■ Task ■
Express the rows below, from the first line through the line containing "264,90 -> 296,167", as a JSON list of strings with one string per line, omitting blank lines.
# START OF Data records
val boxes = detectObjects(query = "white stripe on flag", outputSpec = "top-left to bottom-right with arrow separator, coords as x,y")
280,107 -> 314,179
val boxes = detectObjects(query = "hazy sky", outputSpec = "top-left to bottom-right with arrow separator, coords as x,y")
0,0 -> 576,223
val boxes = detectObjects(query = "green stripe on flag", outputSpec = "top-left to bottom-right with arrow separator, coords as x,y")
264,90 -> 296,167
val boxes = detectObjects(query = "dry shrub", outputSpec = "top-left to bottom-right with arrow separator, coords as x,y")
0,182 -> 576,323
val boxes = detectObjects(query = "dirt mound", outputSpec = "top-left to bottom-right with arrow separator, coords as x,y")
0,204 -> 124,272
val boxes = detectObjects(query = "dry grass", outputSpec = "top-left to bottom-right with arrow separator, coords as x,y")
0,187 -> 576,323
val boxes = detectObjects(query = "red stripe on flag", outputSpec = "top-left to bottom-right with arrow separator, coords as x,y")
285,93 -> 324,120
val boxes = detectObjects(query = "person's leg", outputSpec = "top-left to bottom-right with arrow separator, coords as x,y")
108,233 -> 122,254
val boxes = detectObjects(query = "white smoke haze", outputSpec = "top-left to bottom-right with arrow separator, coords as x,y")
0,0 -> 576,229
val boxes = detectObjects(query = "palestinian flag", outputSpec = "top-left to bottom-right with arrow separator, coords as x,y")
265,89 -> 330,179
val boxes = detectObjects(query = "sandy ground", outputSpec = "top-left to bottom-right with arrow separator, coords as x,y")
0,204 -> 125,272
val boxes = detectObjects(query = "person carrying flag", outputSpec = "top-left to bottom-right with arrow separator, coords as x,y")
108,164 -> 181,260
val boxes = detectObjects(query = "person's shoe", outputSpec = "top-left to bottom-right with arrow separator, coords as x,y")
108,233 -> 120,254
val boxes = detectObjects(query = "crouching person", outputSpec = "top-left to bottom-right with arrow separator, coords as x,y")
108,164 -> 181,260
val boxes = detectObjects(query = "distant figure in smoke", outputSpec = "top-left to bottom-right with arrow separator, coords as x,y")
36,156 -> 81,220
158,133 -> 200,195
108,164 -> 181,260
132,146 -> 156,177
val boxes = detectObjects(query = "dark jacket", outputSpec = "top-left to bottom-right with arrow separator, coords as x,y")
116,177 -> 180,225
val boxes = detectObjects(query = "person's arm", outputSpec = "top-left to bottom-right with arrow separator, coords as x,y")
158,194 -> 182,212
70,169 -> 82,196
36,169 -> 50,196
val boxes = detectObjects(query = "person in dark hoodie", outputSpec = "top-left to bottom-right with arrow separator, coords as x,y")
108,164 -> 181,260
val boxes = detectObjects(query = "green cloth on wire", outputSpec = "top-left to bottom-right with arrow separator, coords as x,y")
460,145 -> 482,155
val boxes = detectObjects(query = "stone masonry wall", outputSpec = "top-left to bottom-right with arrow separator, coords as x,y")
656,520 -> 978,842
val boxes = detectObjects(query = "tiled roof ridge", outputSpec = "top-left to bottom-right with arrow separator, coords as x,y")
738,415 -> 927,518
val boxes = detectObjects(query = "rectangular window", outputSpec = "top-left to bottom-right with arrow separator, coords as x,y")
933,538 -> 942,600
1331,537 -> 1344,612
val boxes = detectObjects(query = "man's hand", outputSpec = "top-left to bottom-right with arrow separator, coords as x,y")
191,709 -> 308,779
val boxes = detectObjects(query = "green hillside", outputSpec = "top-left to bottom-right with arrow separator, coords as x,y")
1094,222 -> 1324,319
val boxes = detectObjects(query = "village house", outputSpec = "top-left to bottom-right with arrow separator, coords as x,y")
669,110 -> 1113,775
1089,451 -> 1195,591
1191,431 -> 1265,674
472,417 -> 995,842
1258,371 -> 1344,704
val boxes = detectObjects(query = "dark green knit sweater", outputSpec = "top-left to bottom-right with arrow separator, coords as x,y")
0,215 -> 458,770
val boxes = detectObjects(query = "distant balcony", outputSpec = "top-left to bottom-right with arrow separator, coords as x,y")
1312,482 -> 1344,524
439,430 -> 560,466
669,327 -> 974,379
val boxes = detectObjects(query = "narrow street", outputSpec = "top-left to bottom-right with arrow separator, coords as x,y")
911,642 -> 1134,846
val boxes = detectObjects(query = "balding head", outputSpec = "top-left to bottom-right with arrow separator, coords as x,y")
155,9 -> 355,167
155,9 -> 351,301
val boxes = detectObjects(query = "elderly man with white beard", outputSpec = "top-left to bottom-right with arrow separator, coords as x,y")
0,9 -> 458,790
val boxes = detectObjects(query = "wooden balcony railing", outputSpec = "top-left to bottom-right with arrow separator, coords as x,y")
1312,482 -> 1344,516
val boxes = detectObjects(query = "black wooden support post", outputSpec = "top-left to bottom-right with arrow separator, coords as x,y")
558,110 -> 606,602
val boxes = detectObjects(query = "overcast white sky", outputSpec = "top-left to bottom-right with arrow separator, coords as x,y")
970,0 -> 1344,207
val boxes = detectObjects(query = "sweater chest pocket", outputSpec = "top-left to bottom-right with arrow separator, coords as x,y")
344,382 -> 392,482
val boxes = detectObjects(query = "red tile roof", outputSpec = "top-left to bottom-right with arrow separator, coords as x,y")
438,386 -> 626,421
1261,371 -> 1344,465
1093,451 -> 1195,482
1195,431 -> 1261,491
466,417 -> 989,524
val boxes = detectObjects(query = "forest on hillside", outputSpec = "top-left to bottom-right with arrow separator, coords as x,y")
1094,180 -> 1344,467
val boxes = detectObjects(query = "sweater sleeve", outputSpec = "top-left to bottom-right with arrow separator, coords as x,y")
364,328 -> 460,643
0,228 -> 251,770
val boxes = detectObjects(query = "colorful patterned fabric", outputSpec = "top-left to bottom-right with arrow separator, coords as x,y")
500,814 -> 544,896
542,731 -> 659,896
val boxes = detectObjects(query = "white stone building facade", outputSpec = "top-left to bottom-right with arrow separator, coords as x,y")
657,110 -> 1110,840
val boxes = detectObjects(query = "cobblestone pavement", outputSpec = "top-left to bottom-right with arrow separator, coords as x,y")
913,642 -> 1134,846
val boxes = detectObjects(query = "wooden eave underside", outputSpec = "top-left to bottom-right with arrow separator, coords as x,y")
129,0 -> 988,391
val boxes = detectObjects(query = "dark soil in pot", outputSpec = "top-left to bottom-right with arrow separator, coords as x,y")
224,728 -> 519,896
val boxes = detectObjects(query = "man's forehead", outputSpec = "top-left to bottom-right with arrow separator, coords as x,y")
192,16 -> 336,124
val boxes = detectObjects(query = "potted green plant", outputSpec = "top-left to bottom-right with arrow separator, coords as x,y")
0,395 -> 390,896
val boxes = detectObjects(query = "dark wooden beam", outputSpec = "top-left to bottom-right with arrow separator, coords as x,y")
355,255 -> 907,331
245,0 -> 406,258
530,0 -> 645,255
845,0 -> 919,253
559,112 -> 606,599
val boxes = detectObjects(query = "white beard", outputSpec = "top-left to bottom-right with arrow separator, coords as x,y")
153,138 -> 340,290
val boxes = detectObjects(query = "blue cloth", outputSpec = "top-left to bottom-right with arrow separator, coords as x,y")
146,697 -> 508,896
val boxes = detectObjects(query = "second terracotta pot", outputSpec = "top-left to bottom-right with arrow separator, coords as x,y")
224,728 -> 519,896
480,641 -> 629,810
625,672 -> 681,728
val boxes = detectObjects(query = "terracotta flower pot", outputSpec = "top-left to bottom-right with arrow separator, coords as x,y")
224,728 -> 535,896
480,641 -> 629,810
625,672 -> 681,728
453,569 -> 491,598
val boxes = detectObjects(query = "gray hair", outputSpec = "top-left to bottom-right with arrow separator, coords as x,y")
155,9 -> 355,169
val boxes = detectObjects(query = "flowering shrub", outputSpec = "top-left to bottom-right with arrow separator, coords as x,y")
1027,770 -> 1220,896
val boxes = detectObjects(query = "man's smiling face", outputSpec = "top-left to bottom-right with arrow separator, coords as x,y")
# END OF Data records
■ Solved exercise ■
[
  "val boxes = detectObjects(query = \"white stripe on flag\", outputSpec = \"top-left to bottom-right with arrow separator, coords as x,y\")",
  "280,107 -> 314,179",
  "val boxes = detectObjects(query = \"hazy sky\", outputSpec = \"top-left to bottom-right with arrow separator, coords as x,y\")",
  "0,0 -> 576,223",
  "val boxes = detectObjects(query = \"green stripe on flag\", outputSpec = \"top-left to bottom-right with arrow separator, coords as x,y\")",
  "264,90 -> 296,167"
]